Aim of the task: Write down the whole listing below again without changing a word.

Available data:

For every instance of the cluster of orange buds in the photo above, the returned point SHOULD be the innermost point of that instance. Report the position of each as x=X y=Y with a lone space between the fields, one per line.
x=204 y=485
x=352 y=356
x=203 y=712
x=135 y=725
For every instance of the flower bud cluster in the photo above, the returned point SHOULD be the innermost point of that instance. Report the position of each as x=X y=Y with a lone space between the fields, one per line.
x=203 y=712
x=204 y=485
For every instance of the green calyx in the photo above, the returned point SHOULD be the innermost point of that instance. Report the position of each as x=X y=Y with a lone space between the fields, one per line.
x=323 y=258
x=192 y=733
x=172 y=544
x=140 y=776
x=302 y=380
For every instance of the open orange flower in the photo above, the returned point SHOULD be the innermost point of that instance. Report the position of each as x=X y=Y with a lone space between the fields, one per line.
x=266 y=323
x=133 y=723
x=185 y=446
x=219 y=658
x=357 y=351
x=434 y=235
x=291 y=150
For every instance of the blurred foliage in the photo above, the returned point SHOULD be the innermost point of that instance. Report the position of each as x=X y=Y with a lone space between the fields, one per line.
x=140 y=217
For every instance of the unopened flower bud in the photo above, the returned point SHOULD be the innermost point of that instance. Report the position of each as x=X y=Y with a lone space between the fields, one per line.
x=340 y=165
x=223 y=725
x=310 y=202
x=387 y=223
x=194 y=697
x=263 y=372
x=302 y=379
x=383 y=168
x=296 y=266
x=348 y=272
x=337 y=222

Answer to this task:
For every instance of the cluster of orange buds in the photo above, the returned point SHOULD be the innermost point of that instance. Report the position of each as x=X y=Y with a lone space between the fields, one per line.
x=204 y=485
x=352 y=356
x=203 y=712
x=135 y=725
For every instance of the flower bud cluster in the photo above, the returned point SHOULD be the innermost point of that instance. Report the position of each as x=X y=Y with a lone space between the fields, one per line.
x=203 y=712
x=204 y=485
For every instance of the green calyx in the photo above, the returned point SHOULD be the innermost point of that instance. Report the position of each as x=X y=Y with a lone space between the fields, one per line.
x=323 y=258
x=192 y=733
x=172 y=544
x=140 y=776
x=302 y=380
For every instance of the open orange flower in the photo above, the returned point SHOULD be the innermost point of that instance. Report the position of each as x=X y=Y with a lone space between the fields, one per line.
x=266 y=323
x=133 y=723
x=185 y=446
x=219 y=658
x=357 y=351
x=434 y=235
x=291 y=150
For every instance of the blurred foliage in the photo above, the returned point SHOULD be the innermost point of that instance. Report the position of each as x=X y=Y with a lone space between the fields, one per line.
x=140 y=217
For every instance of the unopened flower bud in the photo above, the returned point SHOULD be the innermost point of that instance. Report the position of each as x=X y=Y with a lone space between the fields, one per line.
x=340 y=165
x=223 y=725
x=310 y=202
x=387 y=223
x=194 y=697
x=263 y=372
x=302 y=379
x=383 y=168
x=296 y=266
x=348 y=272
x=337 y=222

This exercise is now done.